# [STATED GOAL]
Starting at the line that contains "of the pink" and ending at the end of the records, write the lines out again with "dog's" swapped for "animal's" and everything else unchanged. Leave the pictures out of your answer.

— start —

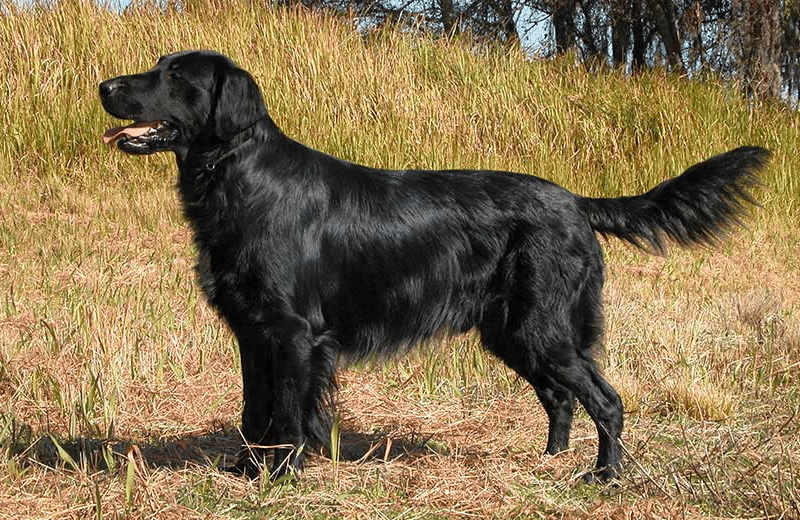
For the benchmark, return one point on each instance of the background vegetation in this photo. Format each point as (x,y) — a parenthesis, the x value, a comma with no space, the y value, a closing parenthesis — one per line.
(120,390)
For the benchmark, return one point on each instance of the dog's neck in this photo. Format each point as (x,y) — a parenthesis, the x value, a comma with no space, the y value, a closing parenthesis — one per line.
(234,144)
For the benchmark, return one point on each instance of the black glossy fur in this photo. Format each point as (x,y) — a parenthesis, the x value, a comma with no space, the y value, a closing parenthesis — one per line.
(310,258)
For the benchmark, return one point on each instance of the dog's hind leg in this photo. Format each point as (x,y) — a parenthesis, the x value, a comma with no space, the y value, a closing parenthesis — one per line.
(559,404)
(604,406)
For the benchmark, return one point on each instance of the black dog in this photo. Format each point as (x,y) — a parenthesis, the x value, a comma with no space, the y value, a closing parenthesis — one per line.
(310,258)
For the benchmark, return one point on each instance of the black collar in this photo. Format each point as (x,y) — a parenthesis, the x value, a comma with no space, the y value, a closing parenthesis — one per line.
(211,164)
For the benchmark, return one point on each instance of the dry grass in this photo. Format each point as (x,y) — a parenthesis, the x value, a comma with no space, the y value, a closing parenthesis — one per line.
(106,345)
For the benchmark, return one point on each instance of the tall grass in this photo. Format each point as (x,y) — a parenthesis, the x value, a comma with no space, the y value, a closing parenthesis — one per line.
(105,342)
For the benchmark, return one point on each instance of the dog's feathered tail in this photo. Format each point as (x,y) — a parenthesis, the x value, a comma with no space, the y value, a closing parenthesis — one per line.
(697,207)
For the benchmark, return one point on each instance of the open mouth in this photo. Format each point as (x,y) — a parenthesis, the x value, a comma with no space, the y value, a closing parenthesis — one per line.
(141,137)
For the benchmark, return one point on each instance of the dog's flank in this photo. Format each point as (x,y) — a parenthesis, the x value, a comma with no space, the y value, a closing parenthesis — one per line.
(310,258)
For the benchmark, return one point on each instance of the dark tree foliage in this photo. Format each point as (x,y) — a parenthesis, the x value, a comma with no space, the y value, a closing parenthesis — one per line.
(753,42)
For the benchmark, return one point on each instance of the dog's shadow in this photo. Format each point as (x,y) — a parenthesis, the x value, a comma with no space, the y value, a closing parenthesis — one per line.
(218,448)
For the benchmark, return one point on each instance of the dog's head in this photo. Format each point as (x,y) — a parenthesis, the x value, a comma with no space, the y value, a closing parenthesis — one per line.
(188,98)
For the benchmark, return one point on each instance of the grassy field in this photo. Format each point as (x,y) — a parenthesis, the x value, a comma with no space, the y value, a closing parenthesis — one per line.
(120,389)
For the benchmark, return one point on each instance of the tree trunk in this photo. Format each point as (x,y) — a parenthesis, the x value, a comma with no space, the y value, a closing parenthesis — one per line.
(663,13)
(564,24)
(760,47)
(620,31)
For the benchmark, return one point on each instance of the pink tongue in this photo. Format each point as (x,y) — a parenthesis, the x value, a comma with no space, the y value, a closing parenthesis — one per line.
(135,130)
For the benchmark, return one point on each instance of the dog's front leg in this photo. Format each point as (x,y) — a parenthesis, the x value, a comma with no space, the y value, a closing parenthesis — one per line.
(291,353)
(256,348)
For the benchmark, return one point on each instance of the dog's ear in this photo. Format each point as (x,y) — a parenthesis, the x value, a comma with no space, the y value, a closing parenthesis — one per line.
(238,102)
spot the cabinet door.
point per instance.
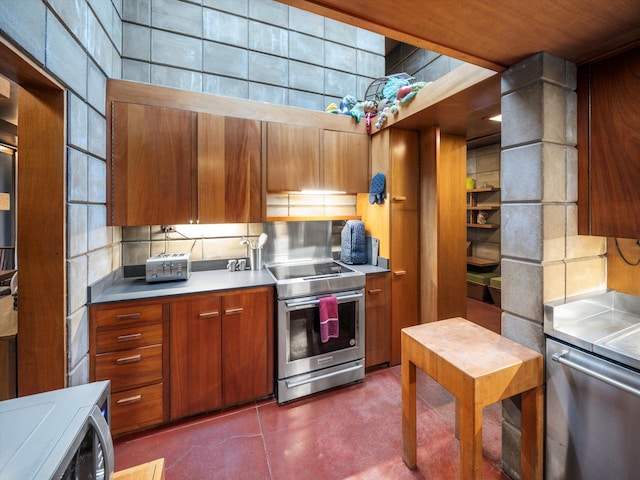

— end —

# [OUTPUT]
For the benchmark, return one point on each instance of the pink tongue in this photo. Format each point as (x,y) — a parenthesis, the x value, a comma with no space, the y value, a closing parenthesis — one per line.
(135,130)
For the benchmark, return one point on each instance of the animal's front leg in this photo. Format each point as (x,y) — a parenthesis, the x value, a comma with no space, the y value, a closing parenthesis — one per line.
(291,353)
(256,348)
For the benchmark, return one point on each instance of the animal's ear in this photo. Format each point as (x,y) — a parenthesis, the x value, a comma with no space, the y value, a closing parenthesis — one per line.
(238,102)
spot the cabinet door.
point per instance.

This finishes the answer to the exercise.